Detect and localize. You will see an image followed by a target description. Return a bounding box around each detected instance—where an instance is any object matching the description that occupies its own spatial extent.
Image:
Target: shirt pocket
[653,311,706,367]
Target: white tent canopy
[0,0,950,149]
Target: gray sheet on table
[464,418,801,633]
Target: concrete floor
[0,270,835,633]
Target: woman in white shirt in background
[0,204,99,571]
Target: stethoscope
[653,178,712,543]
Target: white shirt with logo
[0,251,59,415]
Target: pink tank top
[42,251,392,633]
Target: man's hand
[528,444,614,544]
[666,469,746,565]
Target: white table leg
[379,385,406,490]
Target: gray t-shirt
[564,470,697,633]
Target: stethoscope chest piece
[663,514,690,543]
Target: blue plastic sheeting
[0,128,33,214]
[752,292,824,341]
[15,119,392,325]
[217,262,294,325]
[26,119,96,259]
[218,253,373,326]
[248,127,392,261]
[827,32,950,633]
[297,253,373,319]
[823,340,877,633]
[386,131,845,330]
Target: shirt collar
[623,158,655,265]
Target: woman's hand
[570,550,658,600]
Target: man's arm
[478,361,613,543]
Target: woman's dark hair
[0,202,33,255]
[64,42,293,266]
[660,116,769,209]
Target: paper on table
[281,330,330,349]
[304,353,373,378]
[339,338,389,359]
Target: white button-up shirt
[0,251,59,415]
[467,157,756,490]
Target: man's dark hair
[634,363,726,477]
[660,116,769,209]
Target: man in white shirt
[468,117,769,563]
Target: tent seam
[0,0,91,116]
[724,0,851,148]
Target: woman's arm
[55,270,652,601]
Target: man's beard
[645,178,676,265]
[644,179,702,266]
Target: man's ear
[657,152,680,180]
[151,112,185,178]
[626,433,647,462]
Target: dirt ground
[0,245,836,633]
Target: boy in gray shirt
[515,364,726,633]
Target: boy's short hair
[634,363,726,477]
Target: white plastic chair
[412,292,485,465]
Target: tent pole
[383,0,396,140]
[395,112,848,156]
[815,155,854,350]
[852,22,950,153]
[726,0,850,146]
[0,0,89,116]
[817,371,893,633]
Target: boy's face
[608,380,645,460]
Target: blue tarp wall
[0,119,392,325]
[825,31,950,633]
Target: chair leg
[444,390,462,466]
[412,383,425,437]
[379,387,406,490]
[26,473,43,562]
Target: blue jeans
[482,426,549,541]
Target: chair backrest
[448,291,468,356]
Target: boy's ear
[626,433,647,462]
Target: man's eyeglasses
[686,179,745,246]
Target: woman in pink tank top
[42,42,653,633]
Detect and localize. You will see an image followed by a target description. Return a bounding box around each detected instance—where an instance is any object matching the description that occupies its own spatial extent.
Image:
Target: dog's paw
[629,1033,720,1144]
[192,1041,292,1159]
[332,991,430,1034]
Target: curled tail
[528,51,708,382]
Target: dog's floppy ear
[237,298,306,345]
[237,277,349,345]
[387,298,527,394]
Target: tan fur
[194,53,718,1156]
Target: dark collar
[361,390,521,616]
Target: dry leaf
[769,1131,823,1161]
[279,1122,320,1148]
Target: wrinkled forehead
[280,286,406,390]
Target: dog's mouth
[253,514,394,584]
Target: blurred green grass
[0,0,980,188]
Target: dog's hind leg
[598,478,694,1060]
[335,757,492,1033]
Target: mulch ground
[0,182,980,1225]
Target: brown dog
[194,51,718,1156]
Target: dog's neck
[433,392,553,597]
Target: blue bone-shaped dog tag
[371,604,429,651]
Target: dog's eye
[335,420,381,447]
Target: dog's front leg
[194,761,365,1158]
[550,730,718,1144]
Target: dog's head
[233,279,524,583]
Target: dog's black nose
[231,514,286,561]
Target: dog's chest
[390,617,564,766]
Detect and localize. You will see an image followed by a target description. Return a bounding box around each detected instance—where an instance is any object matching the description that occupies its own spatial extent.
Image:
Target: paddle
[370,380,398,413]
==
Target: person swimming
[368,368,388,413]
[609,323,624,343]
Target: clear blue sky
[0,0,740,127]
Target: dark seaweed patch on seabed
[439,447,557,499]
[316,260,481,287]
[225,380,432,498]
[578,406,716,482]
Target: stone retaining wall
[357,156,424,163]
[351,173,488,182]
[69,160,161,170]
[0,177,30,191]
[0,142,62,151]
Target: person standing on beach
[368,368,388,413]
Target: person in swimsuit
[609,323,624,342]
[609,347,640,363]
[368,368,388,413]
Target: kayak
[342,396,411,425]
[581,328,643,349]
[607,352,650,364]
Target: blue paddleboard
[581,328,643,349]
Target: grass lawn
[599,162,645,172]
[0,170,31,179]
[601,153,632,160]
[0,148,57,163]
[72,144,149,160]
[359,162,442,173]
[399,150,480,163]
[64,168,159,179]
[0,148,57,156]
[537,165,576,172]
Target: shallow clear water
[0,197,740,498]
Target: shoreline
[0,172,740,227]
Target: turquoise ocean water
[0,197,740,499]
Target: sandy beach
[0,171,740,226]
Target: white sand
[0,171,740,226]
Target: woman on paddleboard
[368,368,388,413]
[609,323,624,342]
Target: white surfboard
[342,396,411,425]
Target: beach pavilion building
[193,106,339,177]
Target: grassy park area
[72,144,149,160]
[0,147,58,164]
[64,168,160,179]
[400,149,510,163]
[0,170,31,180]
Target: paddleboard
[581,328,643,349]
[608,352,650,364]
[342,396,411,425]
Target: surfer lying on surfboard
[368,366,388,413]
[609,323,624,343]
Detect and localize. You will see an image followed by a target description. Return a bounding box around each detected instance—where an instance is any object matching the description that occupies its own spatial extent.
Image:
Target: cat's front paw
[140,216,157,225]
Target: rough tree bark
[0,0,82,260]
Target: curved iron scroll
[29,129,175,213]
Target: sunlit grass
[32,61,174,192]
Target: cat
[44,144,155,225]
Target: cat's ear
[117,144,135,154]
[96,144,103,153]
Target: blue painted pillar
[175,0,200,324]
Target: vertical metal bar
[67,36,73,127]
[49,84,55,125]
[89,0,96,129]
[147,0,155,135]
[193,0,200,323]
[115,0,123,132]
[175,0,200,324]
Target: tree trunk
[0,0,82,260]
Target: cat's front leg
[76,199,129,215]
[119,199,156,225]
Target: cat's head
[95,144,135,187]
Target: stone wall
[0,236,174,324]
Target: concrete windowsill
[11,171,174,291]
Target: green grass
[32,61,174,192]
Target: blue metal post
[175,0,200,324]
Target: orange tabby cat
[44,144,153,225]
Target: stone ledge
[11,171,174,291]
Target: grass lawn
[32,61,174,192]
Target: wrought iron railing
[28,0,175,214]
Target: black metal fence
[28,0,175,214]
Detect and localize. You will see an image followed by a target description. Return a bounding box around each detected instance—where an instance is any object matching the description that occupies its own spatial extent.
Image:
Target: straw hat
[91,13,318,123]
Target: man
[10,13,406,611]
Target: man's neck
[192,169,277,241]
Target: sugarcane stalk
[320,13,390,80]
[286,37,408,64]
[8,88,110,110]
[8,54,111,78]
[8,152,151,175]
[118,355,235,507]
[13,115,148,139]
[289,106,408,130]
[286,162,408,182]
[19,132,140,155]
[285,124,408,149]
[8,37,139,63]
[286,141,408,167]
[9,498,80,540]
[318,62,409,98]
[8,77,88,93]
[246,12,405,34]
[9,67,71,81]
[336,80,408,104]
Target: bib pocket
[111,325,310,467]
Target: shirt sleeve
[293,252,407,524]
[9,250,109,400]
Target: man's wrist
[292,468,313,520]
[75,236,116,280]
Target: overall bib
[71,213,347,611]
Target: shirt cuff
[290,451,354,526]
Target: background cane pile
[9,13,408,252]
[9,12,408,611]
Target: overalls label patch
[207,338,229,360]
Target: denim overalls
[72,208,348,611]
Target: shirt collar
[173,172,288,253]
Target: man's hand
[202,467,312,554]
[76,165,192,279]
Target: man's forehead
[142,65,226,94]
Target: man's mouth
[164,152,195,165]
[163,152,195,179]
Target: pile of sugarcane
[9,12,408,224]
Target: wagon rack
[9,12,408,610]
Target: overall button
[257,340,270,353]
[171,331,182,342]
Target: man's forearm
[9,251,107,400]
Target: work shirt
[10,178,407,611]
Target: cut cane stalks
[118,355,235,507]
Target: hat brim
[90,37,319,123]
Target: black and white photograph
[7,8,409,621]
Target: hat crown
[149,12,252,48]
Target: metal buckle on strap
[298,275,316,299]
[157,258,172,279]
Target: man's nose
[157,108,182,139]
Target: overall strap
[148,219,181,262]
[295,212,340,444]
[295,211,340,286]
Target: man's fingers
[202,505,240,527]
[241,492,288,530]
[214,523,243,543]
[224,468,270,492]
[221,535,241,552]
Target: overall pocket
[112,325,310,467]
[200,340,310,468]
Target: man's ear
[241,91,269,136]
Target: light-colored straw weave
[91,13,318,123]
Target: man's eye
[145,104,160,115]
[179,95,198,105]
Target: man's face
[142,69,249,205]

*What you are asked to do*:
Place every line between the one holding "Target: hat crown" and the one holding "[142,69,249,205]", both included, into a JSON list of strings with one string per line. Leave out any blank lines.

*Answer*:
[
  "Target: hat crown",
  "[149,12,252,48]",
  "Target: metal buckle on strap",
  "[298,275,316,299]",
  "[157,258,172,279]",
  "Target: man's nose",
  "[157,108,182,139]",
  "Target: overall strap",
  "[148,219,181,262]",
  "[295,212,340,444]",
  "[295,211,340,286]",
  "Target: man's fingers",
  "[202,505,240,527]",
  "[241,492,288,530]",
  "[214,523,243,543]",
  "[224,468,270,492]",
  "[221,535,241,552]",
  "Target: overall pocket",
  "[112,325,310,467]",
  "[200,340,310,468]",
  "Target: man's ear",
  "[241,91,269,136]",
  "Target: light-colored straw weave",
  "[91,13,318,123]",
  "Target: man's eye",
  "[145,104,160,115]",
  "[179,95,198,105]",
  "Target: man's face",
  "[142,69,249,205]"
]